Records for processing start

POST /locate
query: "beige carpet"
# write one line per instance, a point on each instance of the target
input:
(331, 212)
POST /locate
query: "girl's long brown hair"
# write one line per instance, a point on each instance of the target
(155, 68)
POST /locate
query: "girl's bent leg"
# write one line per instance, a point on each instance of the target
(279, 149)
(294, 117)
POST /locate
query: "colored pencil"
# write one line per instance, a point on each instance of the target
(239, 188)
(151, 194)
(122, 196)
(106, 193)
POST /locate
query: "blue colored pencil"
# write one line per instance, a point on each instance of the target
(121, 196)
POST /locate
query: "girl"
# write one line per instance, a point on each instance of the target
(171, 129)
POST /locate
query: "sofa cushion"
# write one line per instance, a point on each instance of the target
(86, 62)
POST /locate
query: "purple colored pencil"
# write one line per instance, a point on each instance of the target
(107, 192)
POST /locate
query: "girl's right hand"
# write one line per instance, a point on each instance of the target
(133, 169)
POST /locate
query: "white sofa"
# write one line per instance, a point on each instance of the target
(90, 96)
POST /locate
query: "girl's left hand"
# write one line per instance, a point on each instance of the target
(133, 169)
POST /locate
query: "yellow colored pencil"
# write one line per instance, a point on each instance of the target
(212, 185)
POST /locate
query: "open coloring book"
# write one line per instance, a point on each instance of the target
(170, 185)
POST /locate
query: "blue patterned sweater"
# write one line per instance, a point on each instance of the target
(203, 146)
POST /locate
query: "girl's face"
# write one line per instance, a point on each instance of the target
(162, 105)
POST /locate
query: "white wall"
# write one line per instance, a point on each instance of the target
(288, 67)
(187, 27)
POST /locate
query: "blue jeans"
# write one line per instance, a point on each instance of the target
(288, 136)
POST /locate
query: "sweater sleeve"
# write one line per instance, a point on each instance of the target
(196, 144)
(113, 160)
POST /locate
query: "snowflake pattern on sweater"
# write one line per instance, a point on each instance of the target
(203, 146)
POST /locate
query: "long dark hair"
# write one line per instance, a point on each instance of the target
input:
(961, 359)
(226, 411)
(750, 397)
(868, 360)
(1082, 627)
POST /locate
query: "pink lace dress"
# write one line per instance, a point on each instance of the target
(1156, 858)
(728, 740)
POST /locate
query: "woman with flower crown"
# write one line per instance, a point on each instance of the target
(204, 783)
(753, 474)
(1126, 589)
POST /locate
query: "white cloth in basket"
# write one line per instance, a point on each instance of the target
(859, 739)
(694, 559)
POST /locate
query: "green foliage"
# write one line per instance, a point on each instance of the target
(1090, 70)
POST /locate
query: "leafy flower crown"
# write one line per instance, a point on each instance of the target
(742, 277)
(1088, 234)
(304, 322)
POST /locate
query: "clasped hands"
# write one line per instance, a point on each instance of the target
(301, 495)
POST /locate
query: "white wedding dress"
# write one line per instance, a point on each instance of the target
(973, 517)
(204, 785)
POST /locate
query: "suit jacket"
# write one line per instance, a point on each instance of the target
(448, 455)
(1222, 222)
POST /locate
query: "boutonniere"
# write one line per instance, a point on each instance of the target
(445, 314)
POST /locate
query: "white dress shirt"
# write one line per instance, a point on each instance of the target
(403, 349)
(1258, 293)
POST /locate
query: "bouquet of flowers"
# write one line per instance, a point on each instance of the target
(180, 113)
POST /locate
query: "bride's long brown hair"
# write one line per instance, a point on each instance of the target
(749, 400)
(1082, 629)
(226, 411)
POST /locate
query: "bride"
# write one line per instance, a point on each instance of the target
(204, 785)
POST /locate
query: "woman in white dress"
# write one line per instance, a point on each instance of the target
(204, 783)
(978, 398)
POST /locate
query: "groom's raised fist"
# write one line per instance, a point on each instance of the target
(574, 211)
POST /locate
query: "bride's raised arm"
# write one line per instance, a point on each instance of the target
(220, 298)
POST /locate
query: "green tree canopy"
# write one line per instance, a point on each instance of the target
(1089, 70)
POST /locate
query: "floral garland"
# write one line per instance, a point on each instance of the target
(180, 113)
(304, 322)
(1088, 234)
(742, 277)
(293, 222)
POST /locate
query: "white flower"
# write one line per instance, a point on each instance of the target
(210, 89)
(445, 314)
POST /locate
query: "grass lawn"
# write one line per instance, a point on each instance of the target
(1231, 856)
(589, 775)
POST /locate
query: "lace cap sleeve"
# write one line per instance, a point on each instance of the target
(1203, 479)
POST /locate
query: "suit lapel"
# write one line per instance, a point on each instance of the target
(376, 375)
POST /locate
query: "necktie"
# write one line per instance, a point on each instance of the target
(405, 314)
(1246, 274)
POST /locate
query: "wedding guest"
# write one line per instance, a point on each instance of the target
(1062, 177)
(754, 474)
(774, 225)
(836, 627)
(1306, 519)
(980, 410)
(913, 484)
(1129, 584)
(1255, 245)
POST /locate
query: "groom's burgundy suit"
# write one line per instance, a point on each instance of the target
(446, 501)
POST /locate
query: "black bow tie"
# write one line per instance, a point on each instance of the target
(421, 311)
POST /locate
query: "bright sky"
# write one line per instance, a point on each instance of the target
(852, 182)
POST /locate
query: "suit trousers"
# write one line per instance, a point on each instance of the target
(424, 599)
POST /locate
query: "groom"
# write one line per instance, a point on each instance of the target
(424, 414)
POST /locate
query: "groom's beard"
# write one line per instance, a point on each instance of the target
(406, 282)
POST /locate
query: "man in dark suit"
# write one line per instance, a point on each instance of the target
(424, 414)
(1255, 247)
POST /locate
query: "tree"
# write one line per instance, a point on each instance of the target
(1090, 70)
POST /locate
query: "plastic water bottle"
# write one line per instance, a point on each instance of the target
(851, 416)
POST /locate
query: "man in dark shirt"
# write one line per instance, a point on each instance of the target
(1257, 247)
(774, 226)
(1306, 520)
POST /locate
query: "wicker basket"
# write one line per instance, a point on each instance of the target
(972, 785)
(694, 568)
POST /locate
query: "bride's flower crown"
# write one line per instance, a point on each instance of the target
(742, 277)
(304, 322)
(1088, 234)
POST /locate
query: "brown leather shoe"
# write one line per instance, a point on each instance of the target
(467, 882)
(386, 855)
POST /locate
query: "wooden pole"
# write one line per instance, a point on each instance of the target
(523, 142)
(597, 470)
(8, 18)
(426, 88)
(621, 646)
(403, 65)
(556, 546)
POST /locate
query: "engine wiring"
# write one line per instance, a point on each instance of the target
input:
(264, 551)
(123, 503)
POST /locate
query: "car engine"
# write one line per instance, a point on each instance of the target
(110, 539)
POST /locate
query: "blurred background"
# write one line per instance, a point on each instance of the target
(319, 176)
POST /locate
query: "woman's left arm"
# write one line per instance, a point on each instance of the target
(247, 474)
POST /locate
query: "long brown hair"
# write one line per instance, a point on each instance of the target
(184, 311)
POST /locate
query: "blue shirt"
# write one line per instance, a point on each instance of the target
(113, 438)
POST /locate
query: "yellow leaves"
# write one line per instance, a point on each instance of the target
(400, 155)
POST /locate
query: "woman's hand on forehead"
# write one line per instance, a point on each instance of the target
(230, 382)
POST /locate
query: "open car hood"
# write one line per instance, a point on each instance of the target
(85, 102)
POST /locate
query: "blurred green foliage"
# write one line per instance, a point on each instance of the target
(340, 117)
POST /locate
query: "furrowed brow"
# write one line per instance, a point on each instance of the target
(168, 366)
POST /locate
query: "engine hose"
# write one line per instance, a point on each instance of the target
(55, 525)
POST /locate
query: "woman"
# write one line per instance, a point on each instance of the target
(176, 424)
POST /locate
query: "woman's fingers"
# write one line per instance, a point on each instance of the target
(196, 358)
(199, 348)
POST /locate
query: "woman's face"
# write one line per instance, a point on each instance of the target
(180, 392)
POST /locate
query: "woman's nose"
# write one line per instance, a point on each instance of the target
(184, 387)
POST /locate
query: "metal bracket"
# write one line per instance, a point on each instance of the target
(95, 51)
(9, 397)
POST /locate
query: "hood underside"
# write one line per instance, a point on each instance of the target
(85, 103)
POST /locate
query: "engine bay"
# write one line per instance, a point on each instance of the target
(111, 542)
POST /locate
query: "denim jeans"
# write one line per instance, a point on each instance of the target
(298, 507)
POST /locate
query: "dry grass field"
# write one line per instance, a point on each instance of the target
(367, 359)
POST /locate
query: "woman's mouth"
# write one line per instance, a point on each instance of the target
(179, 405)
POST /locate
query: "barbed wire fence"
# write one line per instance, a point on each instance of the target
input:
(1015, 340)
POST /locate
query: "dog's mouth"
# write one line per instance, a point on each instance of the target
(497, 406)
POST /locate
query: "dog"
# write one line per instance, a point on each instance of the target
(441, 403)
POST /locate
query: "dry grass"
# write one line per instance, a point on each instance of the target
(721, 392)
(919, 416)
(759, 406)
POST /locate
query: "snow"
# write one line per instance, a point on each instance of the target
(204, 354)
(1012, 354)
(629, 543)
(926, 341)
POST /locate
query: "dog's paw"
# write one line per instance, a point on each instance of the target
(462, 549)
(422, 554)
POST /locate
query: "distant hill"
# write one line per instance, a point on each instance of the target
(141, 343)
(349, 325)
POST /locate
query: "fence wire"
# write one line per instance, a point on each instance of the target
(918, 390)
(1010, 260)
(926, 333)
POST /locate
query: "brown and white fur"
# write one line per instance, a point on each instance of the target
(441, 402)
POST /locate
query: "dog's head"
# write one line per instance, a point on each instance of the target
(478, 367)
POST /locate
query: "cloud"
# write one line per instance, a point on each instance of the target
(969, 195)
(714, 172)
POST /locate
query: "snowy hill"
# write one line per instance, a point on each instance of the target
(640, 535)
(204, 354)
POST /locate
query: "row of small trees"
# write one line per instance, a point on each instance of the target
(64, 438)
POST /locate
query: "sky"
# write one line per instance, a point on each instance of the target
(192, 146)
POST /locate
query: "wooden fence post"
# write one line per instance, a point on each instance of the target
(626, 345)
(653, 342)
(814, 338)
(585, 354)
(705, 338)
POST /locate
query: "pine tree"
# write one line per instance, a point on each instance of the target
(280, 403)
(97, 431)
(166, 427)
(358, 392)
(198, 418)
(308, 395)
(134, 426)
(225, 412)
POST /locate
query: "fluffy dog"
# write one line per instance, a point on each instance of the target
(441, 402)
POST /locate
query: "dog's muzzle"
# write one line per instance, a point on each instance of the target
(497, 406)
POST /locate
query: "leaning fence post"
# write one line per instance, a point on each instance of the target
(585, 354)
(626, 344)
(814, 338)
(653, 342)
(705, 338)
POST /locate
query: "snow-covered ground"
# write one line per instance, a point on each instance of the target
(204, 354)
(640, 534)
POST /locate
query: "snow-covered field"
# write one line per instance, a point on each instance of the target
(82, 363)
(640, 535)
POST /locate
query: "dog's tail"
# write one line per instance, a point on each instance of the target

Records for processing end

**What needs to be done:** Please report every line above that contains the word "white", copying each one in full.

**Finished exercise:**
query: "white sofa"
query: "white wall"
query: "white cloth in basket"
query: "white wedding dress"
query: "white dress shirt"
query: "woman in white dress"
query: "white flower"
query: "brown and white fur"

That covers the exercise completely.